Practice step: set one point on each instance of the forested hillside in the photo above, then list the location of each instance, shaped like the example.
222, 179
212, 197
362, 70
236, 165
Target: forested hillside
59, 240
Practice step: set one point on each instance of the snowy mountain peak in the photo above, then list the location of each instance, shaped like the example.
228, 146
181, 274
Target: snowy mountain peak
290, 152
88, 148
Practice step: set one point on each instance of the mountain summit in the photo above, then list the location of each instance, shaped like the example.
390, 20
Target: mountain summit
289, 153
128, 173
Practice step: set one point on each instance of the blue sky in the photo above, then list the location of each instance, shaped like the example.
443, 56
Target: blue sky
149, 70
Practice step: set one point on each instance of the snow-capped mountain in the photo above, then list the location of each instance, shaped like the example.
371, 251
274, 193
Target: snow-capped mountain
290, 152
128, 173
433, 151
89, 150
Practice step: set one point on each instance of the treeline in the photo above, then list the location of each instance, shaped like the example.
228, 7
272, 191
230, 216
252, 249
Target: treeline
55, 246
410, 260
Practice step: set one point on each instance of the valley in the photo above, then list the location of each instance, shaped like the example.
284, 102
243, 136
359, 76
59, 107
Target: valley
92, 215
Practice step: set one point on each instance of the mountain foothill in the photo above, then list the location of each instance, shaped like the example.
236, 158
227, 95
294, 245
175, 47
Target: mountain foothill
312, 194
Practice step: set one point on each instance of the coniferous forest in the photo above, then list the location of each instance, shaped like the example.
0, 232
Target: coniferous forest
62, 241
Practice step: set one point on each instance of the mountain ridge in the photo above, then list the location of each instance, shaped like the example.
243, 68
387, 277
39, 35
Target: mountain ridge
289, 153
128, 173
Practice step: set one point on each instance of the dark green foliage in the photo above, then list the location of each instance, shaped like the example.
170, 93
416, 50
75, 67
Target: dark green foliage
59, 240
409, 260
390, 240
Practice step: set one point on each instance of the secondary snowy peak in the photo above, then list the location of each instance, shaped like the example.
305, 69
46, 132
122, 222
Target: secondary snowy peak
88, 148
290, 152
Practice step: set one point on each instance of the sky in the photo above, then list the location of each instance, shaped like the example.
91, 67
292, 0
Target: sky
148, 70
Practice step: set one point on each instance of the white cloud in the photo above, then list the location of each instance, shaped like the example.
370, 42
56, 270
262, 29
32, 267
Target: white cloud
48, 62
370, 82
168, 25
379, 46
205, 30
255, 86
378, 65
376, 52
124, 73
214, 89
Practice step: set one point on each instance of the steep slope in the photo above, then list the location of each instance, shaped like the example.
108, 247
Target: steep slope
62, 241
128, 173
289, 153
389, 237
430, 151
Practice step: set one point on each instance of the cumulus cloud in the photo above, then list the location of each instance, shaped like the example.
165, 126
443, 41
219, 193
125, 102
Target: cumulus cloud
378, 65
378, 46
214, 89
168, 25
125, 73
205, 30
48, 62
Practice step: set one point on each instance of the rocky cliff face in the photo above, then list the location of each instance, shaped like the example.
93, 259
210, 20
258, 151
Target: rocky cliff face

◆ BRIEF
Repeat the lines above with every word intact.

◆ SOLUTION TO THIS PROBLEM
Practice step: set one point on each instance of the forested hillside in the photo above, then list the location of each instance, shaped like the example.
222, 179
212, 197
362, 70
236, 165
Target: forested hillside
59, 240
Practice step: set one point on each instance of the snowy mountain peak in the photo above, then list the location of each instance, shaped like the example.
228, 146
181, 274
Target: snowy mountain peak
290, 152
88, 148
Practice step: set one point on each instance of the mountain summit in the photo above, then list the location of each instance, shaped like the example.
390, 20
Target: mountain summit
289, 153
128, 173
Practice step: set one point on each instance of the blue sky in the photo above, then list the location of each instance, shaped like the example.
443, 56
Target: blue sky
149, 70
Practice step: set one point on each instance of the snow-capped mountain in the photo above, then list the location of each instance, shaped like the example.
371, 251
274, 193
Target: snow-capped mountain
290, 152
128, 173
433, 151
89, 150
Practice step: set one point on each instance of the treeline in the photo above, then list the location of each instance, shaped like the example.
228, 7
272, 191
230, 216
252, 249
Target: treeline
55, 246
410, 260
Practice step: set one point on each instance of the valley in the photo above, then list the location of each instance, shaped like the example.
284, 102
243, 136
359, 76
59, 107
Target: valley
92, 215
Practice step: set one point on each instance of the mountain foothill in the photo above, then list the location of each instance, shaped like the example.
236, 158
227, 95
294, 245
175, 47
Target: mountain foothill
312, 194
Practice step: set one point on each instance of the coniferous forest in the photo above, then list the location of each instance, shaped like the example.
0, 232
Target: coniferous forest
62, 241
Practice step: set one point on each instance of the mountain ridge in the photo above, then list the location of each instance, shaped like the example.
243, 68
387, 277
39, 35
Target: mountain ridge
289, 153
128, 173
Practice step: set one point on each instance of the dark green foliage in the photo above, then list the location of each instance, shaped like the example.
170, 93
416, 50
75, 67
Target: dark green foliage
59, 240
409, 260
390, 240
Practice step: set one point on each instance of the secondary snowy peak in the photo above, then list the location of each instance, shaped like the example.
305, 69
46, 132
122, 222
Target: secondary snowy peak
88, 148
290, 152
Practice step: set one point on each instance of the sky in the photo above, then list the location of each instance, shaped like the example.
91, 67
292, 0
Target: sky
148, 70
Practice step: set one point on each instance of the white cloud in the photo above, then list the location of each instance, shaped like the example.
370, 42
56, 270
262, 29
32, 267
Target: white cloud
48, 62
370, 82
168, 25
379, 46
205, 30
255, 86
378, 65
376, 52
124, 73
214, 89
Practice step: set one point on each instance of the steep slope in the photo above, then list the location of each instance, shaped like the example.
108, 247
Target: steep slope
62, 241
128, 173
289, 153
389, 237
430, 151
Practice step: set one point on each instance of the cumulus cloud in the photo above, then list the location of each instance, shaped like the example.
165, 126
443, 41
219, 193
125, 102
Target: cumulus cloud
378, 65
378, 46
214, 89
168, 25
125, 73
205, 30
48, 62
Practice step: set one point on each instance of the rocky cliff face in the photo above, then list the location of each instance, shaped like the example.
93, 259
210, 20
258, 151
Target: rocky cliff face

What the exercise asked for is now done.